== Data shown

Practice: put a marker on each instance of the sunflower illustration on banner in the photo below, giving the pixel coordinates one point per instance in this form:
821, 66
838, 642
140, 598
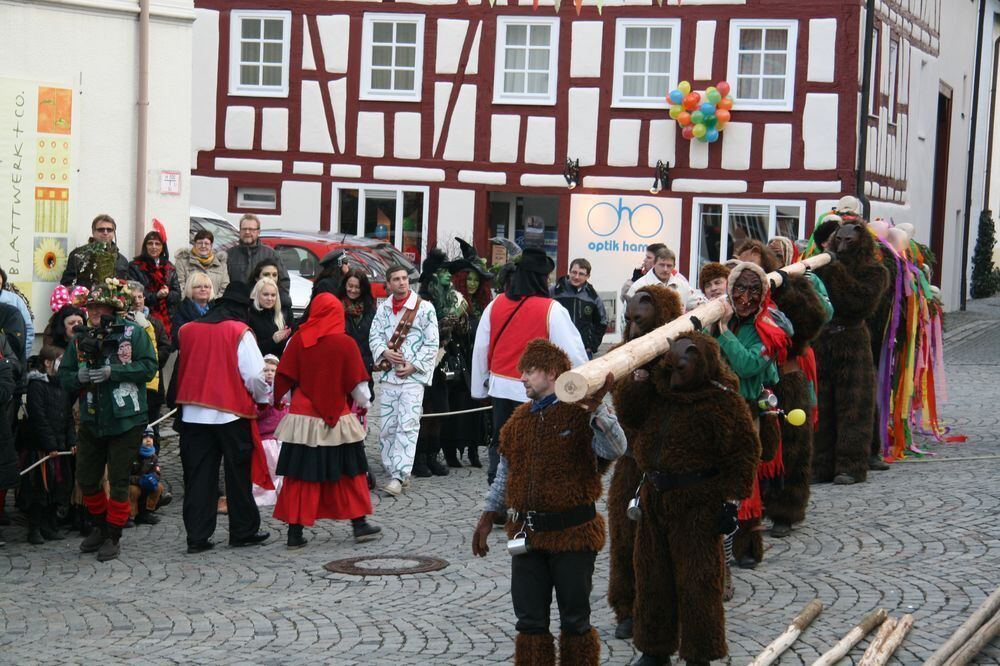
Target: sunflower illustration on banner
701, 115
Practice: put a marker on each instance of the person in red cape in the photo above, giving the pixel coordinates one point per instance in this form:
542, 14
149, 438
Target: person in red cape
322, 455
220, 381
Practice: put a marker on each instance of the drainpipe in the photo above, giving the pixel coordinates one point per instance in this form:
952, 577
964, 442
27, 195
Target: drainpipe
142, 127
972, 153
866, 87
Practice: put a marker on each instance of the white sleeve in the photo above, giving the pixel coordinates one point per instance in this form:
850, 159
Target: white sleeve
251, 364
480, 353
564, 334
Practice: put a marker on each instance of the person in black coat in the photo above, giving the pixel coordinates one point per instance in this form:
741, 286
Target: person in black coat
267, 321
47, 489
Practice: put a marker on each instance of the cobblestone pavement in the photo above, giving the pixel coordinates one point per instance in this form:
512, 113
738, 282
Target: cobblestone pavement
922, 538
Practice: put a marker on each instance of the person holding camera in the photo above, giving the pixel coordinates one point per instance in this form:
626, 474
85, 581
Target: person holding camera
552, 458
108, 364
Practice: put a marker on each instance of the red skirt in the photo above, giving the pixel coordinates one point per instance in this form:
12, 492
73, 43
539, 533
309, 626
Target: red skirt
305, 502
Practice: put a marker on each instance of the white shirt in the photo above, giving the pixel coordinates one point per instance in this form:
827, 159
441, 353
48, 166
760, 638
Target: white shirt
562, 333
251, 365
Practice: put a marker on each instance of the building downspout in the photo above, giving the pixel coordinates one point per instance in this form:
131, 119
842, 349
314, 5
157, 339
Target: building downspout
976, 80
866, 77
142, 127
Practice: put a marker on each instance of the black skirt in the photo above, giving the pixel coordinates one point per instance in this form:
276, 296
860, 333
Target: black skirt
322, 463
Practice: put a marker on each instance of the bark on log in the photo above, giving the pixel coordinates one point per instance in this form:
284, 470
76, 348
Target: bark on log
986, 610
790, 635
853, 637
586, 379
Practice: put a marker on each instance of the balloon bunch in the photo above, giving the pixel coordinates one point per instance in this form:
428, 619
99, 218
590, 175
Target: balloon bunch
701, 115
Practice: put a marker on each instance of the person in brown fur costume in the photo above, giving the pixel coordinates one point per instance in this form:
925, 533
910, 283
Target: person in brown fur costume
697, 447
650, 308
855, 283
552, 458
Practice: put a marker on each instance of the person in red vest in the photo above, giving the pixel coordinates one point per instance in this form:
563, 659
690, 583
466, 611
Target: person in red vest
220, 379
512, 320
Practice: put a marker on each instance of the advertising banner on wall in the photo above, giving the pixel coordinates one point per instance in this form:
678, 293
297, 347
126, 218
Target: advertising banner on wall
36, 186
612, 232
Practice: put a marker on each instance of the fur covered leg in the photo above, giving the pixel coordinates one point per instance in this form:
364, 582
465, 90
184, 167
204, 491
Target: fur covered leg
534, 650
579, 649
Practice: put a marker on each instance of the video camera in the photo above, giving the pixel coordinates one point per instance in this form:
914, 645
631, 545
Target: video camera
98, 343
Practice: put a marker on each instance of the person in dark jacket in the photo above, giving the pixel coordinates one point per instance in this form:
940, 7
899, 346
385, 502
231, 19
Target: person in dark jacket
102, 230
355, 292
46, 490
158, 277
585, 306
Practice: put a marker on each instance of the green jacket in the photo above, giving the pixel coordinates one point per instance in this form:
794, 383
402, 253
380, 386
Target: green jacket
119, 404
743, 351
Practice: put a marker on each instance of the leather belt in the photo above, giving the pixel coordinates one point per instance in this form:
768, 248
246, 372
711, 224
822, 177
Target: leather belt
553, 522
663, 481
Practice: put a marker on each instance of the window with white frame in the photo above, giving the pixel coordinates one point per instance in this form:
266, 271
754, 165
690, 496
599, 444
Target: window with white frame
722, 225
762, 63
392, 55
646, 61
259, 43
526, 59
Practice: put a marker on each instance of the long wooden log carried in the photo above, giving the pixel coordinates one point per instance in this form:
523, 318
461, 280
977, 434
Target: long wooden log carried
853, 637
773, 651
584, 380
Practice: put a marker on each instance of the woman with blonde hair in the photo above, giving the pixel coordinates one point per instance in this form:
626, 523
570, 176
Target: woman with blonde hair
266, 318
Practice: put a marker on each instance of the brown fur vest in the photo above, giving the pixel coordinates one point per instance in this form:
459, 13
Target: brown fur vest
552, 467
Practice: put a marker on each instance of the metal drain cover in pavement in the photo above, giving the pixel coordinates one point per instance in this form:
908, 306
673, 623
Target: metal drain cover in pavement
386, 565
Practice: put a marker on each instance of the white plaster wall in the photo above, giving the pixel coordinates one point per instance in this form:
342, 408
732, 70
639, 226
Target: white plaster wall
54, 43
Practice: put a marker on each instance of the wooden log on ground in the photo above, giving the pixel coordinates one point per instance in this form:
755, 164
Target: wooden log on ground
868, 659
853, 637
985, 611
584, 380
975, 645
790, 635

====

What is required - Put each line of the listing above into a numbered list, skipping any blank lines. Leave the pictures out of your answer.

Task output -
1. Practice: put a marker on each instance of the sunflower illustration on banner in the photo below, giving the pixel coordinates one point per instance in this form:
2. 821, 66
3. 838, 642
4. 140, 598
5. Target: sunflower illustration on banner
6. 701, 115
7. Practice: put a marker on each instance of the person in red cape in the photo above, giving the pixel coordinates one point per instance in this form:
8. 542, 14
9. 149, 438
10. Target: person in red cape
11. 322, 455
12. 220, 381
13. Practice: put a marker on each instance of the drainpipe in the photo above, giving the pixel coordinates one point per instance in this form:
14. 952, 577
15. 964, 442
16. 27, 195
17. Target: drainpipe
18. 142, 127
19. 972, 153
20. 866, 87
21. Practice: put a marker on each instance of the white sleeve in the photo above, giving the pixel coordinates one point per instance in this form:
22. 850, 159
23. Target: white sleeve
24. 251, 364
25. 480, 353
26. 564, 334
27. Practice: put a marker on each instance of the person in black coat in the photo above, giving the pixel coordinates one point per instance in this form:
28. 741, 286
29. Target: person in black coat
30. 267, 321
31. 47, 489
32. Practice: put a marker on each instance of the cobblestone pavement in the photo above, giving the pixel coordinates one point per instance in this form:
33. 512, 113
34. 738, 282
35. Target: cobblestone pavement
36. 922, 538
37. Practice: put a marker on each instance of the person holding camera in the photo above, giving the pixel coordinates one point per instance in this form:
38. 626, 474
39. 85, 581
40. Target: person holding camera
41. 552, 458
42. 108, 364
43. Practice: put a marker on each instance of the red skirt in the photo above, giving the pixel coordinates one point per instance in this form:
44. 12, 492
45. 73, 43
46. 539, 533
47. 309, 626
48. Target: red skirt
49. 305, 502
50. Practice: put a marker on each instance of the white shirt in the photo above, giving the pixel coordinates one point per instance in this form:
51. 827, 159
52. 441, 353
53. 48, 166
54. 760, 638
55. Target: white shirt
56. 562, 333
57. 251, 365
58. Practice: put a marker on each instance of the building downspout in the photo above, giving the pixel coordinates one point per instance in this form:
59. 131, 119
60. 842, 349
61. 314, 5
62. 157, 339
63. Target: building downspout
64. 976, 80
65. 866, 77
66. 142, 127
67. Practice: put a marker on each instance of the black skirt in the photo above, giving the pixel coordinates one point per instance in this form:
68. 276, 296
69. 860, 333
70. Target: black skirt
71. 322, 463
72. Practice: put a marker on each instance of the bark on log in the photo above, giving the pixel coordinates one point per instance in this form:
73. 284, 470
74. 76, 348
75. Target: bark on log
76. 986, 610
77. 790, 635
78. 853, 637
79. 586, 379
80. Practice: put a marker on each instance of the balloon bunch in the photo above, giving the pixel coordinates one point per instance in this form:
81. 428, 619
82. 99, 218
83. 590, 175
84. Target: balloon bunch
85. 701, 115
86. Practice: put a marker on each instance of the person in brown fur costume in the photo above, giving the pixel coordinates one point per instance in this form:
87. 925, 533
88. 910, 283
89. Target: person in brown fur costume
90. 697, 447
91. 650, 308
92. 855, 283
93. 552, 458
94. Practice: put a marker on each instance of the person in red vest in the photo above, giving the pixel coordinates one point per instance in this form:
95. 563, 659
96. 690, 583
97. 466, 611
98. Target: person in red vest
99. 220, 379
100. 512, 320
101. Practice: put a marker on each instance of the advertising banner on wall in the photo above, giving the pixel coordinates one point per instance in this form:
102. 678, 293
103. 297, 347
104. 126, 218
105. Target: advertising banner on wall
106. 36, 186
107. 612, 232
108. Practice: put a marker on each instance of the fur covered leg in the photo above, giving the pixel coordinates one point per instance in this form:
109. 364, 582
110. 465, 90
111. 184, 167
112. 204, 491
113. Target: fur covered leg
114. 534, 650
115. 579, 649
116. Practice: put a marker on each instance of the video camera in the photo above, giving the pixel coordinates one point per instance in this form:
117. 914, 645
118. 631, 545
119. Target: video camera
120. 98, 343
121. Practice: put a marker on each instance of the person in dark jacket in the photo above, giving the pixel coordinates one point per instance in this form:
122. 940, 7
123. 899, 346
124. 385, 502
125. 231, 19
126. Target: person in dark jacket
127. 102, 230
128. 355, 292
129. 46, 490
130. 158, 277
131. 585, 306
132. Practice: put a marker on each instance of the green jacket in the photo above, giving the pixel coordinates one point per instance in this form:
133. 794, 383
134. 402, 253
135. 380, 386
136. Target: green jacket
137. 119, 404
138. 743, 351
139. Practice: put a marker on each instance of the leather belt in the photo above, giving the pixel coordinates one point per instance in this form:
140. 768, 248
141. 246, 372
142. 711, 224
143. 822, 177
144. Target: leather belt
145. 553, 522
146. 663, 481
147. Practice: put a marker on each instance of the window with white frame in the photo above, giving the pixel coordinates one point per instance in this form:
148. 266, 271
149. 754, 165
150. 690, 496
151. 599, 444
152. Target: window with white frame
153. 722, 225
154. 762, 63
155. 392, 55
156. 646, 61
157. 259, 43
158. 526, 59
159. Practice: put a marker on each instance of the long wooden log carried in the photo above, giving the pixel coordinates one point per instance in this form:
160. 523, 318
161. 461, 280
162. 977, 434
163. Target: long wooden log carried
164. 853, 637
165. 773, 651
166. 584, 380
167. Practice: put a marker on each instance of the woman with blonde hair in the photo above, giving the pixel coordinates one point per instance in this form:
168. 626, 523
169. 570, 176
170. Target: woman with blonde hair
171. 266, 318
172. Practice: put a marker on each instance of the brown fur vest in the photo above, giving the pixel coordinates one point per instance in this form:
173. 459, 13
174. Target: brown fur vest
175. 552, 467
176. Practice: put a marker on each instance of the metal drain cover in pavement in the photo above, giving the pixel coordinates one point per instance in this form:
177. 908, 306
178. 673, 623
179. Target: metal drain cover in pavement
180. 386, 565
181. Practice: put a marker on each instance of the white plaster wall in the photo above, giving the pixel coordinates one point per instance in this form:
182. 342, 408
183. 732, 70
184. 639, 226
185. Target: white plaster wall
186. 54, 43
187. Practice: put a marker on each instance of the wooden log on ground in the photo above, giving the pixel coordinates one point per instance in this form:
188. 755, 164
189. Target: wooden log on ground
190. 868, 659
191. 853, 637
192. 985, 611
193. 584, 380
194. 975, 645
195. 790, 635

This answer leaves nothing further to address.